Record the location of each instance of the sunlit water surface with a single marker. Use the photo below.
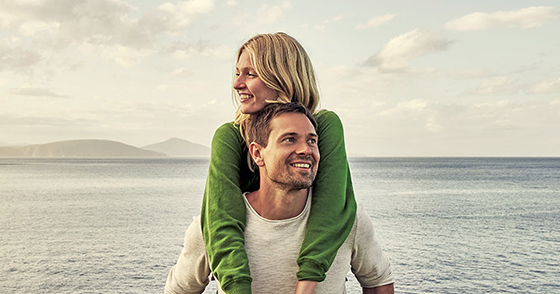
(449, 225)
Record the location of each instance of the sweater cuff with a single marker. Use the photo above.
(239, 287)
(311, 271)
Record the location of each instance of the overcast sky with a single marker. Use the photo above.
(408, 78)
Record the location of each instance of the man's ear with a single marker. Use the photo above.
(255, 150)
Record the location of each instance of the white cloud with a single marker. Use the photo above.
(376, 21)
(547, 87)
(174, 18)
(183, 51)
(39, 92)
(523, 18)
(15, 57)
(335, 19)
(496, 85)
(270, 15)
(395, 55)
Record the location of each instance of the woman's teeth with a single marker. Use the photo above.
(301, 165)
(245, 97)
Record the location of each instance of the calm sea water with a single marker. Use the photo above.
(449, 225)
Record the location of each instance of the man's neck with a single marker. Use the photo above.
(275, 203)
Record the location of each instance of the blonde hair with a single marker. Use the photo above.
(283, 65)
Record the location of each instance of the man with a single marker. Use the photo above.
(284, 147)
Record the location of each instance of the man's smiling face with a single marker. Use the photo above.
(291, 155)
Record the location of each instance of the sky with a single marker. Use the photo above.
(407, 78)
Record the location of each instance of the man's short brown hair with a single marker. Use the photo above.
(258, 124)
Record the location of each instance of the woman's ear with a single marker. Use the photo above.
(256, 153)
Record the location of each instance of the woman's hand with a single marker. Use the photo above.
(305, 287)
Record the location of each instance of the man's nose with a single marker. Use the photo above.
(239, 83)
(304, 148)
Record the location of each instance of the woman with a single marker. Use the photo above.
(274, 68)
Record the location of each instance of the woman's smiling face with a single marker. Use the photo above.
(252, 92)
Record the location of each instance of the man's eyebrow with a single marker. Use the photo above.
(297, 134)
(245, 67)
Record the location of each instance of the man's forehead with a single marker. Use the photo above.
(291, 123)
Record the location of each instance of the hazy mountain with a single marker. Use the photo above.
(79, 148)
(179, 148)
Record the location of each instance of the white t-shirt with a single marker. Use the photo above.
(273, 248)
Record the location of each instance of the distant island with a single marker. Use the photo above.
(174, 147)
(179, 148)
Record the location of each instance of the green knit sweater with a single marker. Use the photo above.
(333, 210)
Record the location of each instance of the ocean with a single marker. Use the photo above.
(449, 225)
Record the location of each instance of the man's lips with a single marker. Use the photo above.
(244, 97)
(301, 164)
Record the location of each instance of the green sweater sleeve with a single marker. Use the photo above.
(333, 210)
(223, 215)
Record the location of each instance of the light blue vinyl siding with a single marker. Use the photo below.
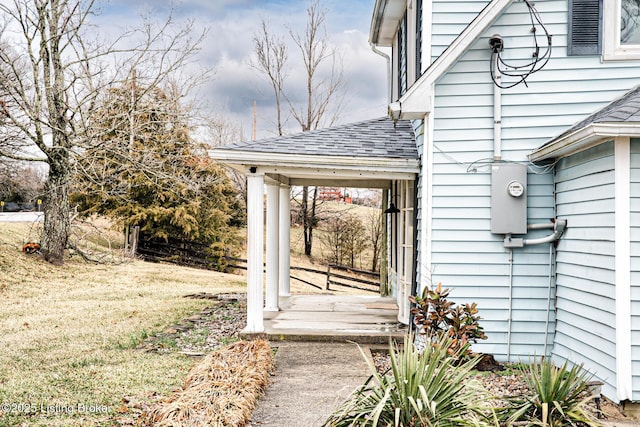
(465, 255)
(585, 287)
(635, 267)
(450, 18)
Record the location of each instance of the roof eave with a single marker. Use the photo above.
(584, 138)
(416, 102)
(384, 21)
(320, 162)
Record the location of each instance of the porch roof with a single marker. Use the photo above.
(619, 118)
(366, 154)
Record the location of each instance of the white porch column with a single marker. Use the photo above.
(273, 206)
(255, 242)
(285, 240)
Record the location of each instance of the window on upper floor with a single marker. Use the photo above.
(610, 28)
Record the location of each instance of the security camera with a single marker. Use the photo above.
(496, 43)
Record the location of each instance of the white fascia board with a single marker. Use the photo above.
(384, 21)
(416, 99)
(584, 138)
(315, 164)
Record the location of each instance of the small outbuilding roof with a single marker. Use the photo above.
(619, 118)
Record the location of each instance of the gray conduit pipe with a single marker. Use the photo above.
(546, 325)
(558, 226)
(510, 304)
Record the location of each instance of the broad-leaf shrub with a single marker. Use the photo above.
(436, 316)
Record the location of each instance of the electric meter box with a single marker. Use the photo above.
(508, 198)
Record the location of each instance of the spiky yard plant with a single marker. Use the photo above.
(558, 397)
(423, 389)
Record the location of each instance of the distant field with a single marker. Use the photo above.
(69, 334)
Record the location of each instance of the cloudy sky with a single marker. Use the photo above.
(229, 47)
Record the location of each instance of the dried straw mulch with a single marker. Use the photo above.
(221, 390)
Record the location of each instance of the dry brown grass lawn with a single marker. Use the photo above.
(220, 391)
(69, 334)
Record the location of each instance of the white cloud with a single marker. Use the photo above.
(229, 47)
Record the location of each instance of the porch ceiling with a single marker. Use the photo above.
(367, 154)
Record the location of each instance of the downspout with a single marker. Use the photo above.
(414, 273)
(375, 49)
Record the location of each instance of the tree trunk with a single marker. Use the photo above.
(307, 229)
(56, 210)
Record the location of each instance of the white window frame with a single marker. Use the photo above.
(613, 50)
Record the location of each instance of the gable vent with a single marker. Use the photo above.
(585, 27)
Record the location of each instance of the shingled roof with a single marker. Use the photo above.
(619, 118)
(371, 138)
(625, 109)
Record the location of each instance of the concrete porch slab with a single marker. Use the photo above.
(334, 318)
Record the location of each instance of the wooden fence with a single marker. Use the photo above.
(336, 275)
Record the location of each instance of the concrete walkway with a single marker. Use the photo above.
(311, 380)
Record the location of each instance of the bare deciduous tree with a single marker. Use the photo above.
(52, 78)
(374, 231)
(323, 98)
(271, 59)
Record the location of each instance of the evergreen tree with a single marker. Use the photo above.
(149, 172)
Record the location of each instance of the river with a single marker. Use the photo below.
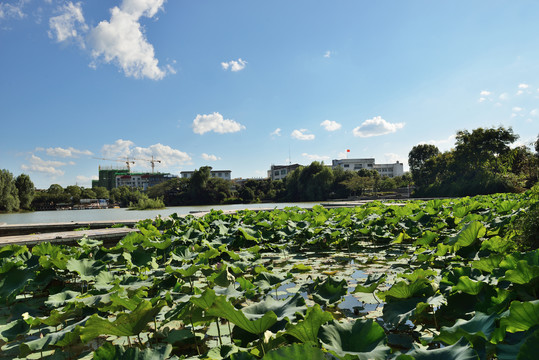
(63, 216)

□ □ □ □

▶ What is needed
Swap "a single marker" for "one marker" in the lines running from the one that contains "Record the location of each instance of the concrete walkway" through the end of the records, both ends included, and give those lines back with nothing else changed. Omit the pictures.

▶ Result of this exercise
Record the location of each instance of the concrete walkway with one marker. Use the photo above.
(311, 380)
Record the location of each instance of the bare deciduous tree with one marker. Use the photo above.
(52, 78)
(374, 231)
(323, 98)
(271, 59)
Record the location of each instance of the evergreen tree with one marker. Use the photo above.
(149, 172)
Record the location of each instance of the river with one marker. Use the photo below.
(63, 216)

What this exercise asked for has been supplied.